── Information supplied ──

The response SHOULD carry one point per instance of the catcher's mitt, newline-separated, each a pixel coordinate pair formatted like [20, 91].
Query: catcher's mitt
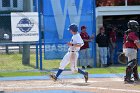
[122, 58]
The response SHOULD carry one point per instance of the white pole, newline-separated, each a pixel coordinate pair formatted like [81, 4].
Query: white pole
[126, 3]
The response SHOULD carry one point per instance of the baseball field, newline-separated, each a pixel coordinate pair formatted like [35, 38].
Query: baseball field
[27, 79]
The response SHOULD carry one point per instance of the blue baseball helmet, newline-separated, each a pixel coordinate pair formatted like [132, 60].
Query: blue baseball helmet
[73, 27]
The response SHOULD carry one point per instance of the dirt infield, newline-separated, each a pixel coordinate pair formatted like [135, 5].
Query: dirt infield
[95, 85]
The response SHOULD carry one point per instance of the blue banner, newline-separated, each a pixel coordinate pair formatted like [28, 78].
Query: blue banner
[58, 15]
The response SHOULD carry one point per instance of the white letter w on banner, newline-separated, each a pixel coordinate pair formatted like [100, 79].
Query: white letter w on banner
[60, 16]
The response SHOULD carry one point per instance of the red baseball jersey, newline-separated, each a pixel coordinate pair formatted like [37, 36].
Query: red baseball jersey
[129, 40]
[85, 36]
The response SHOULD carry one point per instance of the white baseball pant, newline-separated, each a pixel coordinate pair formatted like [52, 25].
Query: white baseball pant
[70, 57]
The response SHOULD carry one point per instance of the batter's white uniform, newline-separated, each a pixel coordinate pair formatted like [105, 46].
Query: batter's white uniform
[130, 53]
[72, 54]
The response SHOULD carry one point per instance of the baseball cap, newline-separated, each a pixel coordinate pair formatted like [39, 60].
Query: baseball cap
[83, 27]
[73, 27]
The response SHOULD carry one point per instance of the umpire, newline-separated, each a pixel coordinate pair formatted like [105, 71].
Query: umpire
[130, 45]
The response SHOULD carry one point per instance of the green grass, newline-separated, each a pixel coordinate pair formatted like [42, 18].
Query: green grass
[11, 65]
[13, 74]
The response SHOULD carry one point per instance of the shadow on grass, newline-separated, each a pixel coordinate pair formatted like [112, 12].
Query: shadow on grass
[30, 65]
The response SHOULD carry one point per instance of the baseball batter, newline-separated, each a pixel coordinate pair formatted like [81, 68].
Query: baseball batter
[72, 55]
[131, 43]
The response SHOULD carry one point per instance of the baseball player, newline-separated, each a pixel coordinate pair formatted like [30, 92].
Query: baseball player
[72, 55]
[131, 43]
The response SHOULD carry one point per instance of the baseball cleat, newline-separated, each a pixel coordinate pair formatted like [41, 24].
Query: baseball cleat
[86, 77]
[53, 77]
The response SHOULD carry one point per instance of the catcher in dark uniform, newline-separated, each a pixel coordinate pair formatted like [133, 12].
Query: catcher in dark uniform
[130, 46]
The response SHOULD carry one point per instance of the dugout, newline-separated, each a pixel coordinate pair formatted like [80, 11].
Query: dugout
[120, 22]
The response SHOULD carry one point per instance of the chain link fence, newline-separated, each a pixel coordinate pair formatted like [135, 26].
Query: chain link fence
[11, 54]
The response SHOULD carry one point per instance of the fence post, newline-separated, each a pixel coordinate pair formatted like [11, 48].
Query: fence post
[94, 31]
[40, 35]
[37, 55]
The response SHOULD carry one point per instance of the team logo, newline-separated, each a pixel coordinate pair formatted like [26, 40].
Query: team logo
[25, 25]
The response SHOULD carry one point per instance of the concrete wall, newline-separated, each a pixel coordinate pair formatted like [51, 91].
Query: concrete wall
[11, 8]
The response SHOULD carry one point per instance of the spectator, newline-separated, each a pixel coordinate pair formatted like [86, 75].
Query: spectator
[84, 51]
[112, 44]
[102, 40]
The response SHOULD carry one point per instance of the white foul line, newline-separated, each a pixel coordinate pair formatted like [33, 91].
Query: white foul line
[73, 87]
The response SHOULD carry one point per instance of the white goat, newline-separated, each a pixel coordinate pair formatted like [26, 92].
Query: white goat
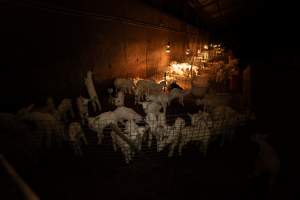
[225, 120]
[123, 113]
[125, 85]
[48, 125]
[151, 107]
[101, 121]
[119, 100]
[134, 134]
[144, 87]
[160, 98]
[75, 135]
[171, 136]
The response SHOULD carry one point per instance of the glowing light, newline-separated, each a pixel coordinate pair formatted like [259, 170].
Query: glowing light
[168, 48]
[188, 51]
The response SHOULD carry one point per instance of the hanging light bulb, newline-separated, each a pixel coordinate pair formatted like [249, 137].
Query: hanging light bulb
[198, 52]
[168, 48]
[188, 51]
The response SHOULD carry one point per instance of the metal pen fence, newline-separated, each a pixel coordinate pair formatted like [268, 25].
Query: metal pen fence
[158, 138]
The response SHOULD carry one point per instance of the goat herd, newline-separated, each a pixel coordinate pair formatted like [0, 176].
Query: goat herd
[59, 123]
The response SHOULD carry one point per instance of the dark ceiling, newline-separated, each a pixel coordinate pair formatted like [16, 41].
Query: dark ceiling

───

Action item:
Report each line of the data that includes the string "ceiling".

Response:
The response SHOULD carry one point per instance of the dark ceiling, newline-separated, each a pixel coordinate pair formatted like [16, 41].
Query: dark ceiling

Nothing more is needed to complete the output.